Point localization data
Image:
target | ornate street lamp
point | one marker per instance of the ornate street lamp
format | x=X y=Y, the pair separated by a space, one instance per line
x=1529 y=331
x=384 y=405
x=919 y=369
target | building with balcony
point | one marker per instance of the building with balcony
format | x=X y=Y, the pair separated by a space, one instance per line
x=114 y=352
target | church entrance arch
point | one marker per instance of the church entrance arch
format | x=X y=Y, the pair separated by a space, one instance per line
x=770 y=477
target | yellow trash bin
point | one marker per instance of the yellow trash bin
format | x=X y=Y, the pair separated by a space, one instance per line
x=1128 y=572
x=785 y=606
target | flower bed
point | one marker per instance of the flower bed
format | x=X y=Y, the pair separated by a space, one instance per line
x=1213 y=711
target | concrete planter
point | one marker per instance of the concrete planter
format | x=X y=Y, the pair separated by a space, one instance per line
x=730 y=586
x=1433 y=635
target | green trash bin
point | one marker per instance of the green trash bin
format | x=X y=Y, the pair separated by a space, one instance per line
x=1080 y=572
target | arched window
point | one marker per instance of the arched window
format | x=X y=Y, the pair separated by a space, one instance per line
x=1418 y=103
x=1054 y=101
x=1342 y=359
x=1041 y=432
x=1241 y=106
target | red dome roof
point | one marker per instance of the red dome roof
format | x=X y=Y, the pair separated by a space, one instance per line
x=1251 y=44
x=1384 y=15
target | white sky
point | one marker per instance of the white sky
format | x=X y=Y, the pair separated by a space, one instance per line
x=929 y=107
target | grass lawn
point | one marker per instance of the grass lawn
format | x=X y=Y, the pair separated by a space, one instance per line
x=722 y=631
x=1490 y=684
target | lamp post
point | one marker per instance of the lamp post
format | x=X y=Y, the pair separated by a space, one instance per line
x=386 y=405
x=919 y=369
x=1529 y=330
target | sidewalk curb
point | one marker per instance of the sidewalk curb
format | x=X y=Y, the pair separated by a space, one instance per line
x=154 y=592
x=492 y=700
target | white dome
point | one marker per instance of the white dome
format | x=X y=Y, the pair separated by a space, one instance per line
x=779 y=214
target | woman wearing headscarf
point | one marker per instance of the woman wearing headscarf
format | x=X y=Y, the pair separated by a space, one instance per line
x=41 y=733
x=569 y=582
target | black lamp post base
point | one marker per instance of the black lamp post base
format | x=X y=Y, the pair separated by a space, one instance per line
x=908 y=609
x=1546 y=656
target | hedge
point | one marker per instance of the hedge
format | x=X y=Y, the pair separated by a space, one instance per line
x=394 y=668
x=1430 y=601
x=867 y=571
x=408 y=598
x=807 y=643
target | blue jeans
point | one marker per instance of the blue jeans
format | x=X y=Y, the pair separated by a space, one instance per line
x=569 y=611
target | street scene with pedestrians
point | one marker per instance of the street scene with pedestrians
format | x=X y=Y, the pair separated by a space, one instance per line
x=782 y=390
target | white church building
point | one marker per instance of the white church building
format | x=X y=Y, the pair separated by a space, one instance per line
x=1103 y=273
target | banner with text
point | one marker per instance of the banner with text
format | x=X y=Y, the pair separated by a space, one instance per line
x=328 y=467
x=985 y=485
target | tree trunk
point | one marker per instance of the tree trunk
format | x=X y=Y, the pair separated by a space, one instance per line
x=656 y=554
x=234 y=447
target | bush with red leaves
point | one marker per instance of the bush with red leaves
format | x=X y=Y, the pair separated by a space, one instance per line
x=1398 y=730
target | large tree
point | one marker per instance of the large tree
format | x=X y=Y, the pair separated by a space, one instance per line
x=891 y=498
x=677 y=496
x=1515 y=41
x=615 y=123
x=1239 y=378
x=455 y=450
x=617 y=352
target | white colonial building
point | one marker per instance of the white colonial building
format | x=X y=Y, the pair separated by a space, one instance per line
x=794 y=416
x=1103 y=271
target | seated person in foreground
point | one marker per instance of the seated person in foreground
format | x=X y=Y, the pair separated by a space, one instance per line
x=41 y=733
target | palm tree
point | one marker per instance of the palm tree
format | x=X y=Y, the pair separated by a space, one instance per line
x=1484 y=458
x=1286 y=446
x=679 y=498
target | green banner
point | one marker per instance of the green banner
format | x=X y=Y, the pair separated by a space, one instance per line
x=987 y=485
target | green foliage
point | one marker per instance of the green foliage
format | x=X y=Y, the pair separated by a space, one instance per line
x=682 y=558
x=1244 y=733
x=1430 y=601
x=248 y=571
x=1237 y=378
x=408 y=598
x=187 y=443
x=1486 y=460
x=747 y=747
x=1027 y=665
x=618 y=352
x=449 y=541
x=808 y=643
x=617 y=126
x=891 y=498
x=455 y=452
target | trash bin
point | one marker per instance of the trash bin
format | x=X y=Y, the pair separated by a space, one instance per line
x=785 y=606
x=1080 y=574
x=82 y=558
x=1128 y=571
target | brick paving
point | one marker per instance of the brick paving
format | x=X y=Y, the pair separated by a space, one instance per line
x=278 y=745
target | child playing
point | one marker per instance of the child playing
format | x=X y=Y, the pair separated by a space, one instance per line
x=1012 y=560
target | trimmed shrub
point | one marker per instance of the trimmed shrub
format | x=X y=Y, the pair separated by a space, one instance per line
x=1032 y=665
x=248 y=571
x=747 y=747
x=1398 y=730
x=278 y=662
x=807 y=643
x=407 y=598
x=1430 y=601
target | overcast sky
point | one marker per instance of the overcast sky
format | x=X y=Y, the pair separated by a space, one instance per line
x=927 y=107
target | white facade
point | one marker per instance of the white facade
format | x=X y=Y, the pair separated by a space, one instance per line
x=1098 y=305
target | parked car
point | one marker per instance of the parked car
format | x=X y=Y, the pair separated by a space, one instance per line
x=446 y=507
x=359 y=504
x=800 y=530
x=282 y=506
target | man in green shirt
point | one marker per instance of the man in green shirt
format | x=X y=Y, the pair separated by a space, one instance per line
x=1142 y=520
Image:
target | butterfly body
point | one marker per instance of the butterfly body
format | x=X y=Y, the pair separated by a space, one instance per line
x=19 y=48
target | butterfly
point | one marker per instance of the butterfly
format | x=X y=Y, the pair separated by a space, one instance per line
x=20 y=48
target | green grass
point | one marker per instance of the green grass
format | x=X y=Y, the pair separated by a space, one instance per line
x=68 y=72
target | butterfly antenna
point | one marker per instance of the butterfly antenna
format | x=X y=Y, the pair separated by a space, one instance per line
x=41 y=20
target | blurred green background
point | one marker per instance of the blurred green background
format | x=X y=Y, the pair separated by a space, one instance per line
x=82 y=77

(Exercise directions): Above are the entries. Quote exactly the lines from the one bearing "point | one marker per instance of the concrete" through the one bearing "target | white sky".

(Solution for this exercise):
point | one marker per instance of the concrete planter
format | x=X y=Y, the pair separated by a space, one instance per line
x=730 y=586
x=1433 y=635
target | green trash bin
point | one marker per instance of the green trash bin
format | x=X y=Y, the pair separated by a space, one instance per line
x=1080 y=572
target | arched window
point | one marker per instance of the arched window
format | x=X y=Y, the pair separated by a space, one instance per line
x=1418 y=103
x=1054 y=101
x=1342 y=359
x=1041 y=432
x=1241 y=106
target | red dome roof
point | one marker per instance of the red dome roof
format | x=X y=Y, the pair separated by a space, one instance per line
x=1251 y=44
x=1384 y=15
target | white sky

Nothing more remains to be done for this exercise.